→ REQUIRED WORK
In the stretch of lines from the one containing "Query: **woman's lips**" through the one containing "79 122 L 76", change "woman's lips" to "woman's mouth". Return only those lines, with everything else left unaltered.

++++++++

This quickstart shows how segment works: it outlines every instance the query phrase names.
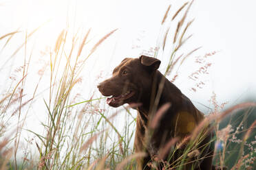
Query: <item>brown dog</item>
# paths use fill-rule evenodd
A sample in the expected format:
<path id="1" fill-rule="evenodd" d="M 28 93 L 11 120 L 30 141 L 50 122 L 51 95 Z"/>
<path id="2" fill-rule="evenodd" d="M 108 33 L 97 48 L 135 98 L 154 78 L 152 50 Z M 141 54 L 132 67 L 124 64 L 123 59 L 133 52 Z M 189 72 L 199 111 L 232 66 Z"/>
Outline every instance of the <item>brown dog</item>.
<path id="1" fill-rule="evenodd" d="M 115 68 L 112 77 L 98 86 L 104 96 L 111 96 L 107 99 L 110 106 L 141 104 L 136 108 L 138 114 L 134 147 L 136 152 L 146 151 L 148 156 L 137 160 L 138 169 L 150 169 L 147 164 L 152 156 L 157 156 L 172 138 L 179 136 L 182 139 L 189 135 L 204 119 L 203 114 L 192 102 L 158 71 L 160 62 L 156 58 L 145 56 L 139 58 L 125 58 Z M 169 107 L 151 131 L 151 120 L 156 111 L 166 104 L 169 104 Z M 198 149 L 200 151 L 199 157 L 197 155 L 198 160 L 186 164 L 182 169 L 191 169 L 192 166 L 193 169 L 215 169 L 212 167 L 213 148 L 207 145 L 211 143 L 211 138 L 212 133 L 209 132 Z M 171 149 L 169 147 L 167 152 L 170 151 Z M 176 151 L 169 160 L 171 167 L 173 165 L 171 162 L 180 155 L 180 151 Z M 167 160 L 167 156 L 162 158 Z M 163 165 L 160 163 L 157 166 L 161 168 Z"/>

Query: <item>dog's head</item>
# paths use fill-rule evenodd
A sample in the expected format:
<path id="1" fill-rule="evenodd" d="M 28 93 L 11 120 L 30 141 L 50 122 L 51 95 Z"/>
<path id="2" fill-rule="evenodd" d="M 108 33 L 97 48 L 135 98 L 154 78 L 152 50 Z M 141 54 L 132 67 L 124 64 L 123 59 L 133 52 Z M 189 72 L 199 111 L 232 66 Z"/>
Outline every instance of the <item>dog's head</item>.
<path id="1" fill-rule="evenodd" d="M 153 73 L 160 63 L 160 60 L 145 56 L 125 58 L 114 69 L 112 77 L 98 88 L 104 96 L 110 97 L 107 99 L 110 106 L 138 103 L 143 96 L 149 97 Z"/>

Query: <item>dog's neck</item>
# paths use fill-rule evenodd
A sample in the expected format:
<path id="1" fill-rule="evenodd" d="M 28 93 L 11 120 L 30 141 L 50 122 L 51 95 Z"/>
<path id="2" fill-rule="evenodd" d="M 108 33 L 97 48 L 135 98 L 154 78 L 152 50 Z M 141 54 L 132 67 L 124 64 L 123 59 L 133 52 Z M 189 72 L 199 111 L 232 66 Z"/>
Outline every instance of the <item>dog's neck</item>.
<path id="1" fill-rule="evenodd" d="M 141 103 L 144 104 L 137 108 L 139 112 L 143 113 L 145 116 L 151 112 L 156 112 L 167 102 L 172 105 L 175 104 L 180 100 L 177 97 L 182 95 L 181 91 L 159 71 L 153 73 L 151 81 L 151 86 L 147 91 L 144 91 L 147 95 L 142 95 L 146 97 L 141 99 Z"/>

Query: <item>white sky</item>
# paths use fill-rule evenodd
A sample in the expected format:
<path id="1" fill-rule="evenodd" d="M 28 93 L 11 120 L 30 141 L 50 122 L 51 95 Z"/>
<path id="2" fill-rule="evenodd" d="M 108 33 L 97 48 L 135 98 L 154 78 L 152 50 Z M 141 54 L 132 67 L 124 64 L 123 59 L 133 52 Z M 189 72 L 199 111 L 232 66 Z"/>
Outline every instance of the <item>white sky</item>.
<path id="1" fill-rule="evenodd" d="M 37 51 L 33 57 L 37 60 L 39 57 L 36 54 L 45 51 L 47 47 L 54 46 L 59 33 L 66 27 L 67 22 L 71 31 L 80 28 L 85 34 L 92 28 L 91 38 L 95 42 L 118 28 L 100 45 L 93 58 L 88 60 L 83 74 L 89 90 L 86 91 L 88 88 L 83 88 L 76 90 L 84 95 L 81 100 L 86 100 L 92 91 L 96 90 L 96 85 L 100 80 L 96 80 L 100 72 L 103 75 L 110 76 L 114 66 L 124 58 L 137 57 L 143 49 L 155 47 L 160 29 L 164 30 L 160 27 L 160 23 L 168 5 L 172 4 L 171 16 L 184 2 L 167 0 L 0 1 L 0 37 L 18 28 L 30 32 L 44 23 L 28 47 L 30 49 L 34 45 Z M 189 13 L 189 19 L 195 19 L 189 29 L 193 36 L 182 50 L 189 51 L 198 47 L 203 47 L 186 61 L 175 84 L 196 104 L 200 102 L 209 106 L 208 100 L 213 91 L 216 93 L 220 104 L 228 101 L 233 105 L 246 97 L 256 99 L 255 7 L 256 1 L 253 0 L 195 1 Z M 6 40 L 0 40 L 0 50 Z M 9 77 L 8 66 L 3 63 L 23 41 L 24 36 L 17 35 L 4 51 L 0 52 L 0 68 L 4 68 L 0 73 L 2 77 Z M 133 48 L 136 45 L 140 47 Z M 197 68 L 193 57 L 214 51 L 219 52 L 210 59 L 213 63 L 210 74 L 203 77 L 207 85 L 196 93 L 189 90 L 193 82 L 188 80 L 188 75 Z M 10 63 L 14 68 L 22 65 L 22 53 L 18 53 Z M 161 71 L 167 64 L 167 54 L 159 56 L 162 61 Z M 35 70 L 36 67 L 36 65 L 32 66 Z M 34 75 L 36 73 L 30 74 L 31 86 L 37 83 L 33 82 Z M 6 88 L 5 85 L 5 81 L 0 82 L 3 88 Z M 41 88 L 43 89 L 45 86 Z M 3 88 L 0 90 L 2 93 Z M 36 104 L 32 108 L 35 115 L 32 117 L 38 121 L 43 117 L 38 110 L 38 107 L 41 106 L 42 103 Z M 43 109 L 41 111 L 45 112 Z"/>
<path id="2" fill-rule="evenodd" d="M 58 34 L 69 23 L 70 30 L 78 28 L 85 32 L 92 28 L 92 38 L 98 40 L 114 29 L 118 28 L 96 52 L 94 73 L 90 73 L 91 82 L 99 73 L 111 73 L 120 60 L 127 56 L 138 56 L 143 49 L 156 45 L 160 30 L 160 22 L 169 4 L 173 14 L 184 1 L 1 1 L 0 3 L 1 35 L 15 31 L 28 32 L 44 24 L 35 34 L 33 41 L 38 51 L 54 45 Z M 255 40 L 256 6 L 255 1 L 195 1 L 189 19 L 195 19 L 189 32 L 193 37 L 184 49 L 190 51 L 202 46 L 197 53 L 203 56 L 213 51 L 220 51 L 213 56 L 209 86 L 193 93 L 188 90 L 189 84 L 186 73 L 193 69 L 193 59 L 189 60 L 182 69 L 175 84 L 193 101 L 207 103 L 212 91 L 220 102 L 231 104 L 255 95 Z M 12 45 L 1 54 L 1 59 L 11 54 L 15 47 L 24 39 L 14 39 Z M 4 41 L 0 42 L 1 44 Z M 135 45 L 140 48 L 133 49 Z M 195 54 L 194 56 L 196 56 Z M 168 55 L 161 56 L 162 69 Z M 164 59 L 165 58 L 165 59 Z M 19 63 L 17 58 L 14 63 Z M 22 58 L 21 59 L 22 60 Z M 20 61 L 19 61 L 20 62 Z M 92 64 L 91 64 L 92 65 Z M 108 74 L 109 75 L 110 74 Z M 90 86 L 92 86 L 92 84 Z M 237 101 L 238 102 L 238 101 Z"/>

++++++++

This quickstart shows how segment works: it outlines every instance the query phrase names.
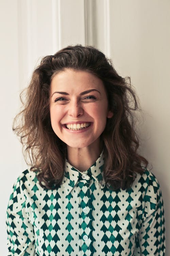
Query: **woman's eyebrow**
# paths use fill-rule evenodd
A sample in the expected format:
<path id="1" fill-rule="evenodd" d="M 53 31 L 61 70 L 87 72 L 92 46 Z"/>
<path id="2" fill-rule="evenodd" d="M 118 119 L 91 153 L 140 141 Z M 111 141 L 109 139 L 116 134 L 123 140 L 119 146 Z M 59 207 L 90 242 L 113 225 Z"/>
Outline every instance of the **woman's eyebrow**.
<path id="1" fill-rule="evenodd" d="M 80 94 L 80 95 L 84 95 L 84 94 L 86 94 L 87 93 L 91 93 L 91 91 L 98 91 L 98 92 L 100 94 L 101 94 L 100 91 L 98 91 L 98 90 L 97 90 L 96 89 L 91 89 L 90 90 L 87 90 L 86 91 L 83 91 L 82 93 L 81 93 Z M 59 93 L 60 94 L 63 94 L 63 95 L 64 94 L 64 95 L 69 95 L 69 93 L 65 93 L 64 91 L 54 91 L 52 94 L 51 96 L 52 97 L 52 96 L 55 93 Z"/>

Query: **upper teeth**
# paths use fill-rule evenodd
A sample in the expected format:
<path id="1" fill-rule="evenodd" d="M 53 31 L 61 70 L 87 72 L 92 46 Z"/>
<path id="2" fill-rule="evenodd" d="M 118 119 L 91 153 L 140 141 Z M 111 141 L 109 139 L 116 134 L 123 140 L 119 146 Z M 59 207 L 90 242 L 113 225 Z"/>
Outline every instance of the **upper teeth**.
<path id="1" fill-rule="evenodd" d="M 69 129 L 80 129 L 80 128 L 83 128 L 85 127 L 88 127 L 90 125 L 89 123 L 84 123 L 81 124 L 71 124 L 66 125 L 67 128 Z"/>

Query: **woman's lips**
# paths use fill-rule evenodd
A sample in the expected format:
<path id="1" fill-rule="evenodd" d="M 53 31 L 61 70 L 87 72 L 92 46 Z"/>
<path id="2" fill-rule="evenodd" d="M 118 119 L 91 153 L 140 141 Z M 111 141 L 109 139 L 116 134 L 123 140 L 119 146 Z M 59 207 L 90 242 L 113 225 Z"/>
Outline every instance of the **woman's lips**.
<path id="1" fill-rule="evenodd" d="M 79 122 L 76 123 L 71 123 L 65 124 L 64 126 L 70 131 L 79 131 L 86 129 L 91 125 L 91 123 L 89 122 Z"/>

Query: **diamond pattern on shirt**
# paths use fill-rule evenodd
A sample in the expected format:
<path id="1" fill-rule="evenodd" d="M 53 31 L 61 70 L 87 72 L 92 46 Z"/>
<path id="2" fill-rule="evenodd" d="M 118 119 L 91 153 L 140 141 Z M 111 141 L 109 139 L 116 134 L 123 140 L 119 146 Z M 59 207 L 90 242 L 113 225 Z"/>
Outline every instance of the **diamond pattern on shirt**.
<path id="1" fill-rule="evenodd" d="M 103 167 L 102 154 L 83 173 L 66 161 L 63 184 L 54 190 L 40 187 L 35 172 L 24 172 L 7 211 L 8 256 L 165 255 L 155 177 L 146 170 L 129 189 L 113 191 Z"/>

++++++++

→ FULL ANSWER
Query: **woman's mouth**
# paths use fill-rule evenodd
A sample in the expected format:
<path id="1" fill-rule="evenodd" d="M 53 31 L 61 70 L 87 72 L 92 46 Z"/>
<path id="2" fill-rule="evenodd" d="M 118 119 L 91 153 L 140 141 Z M 111 141 L 109 139 L 116 134 L 123 140 L 119 146 Z M 59 207 L 90 242 L 113 225 Z"/>
Outline every instance of the **woman's mouth**.
<path id="1" fill-rule="evenodd" d="M 79 122 L 76 123 L 71 123 L 65 124 L 64 126 L 70 131 L 79 131 L 86 129 L 91 125 L 91 123 L 89 122 Z"/>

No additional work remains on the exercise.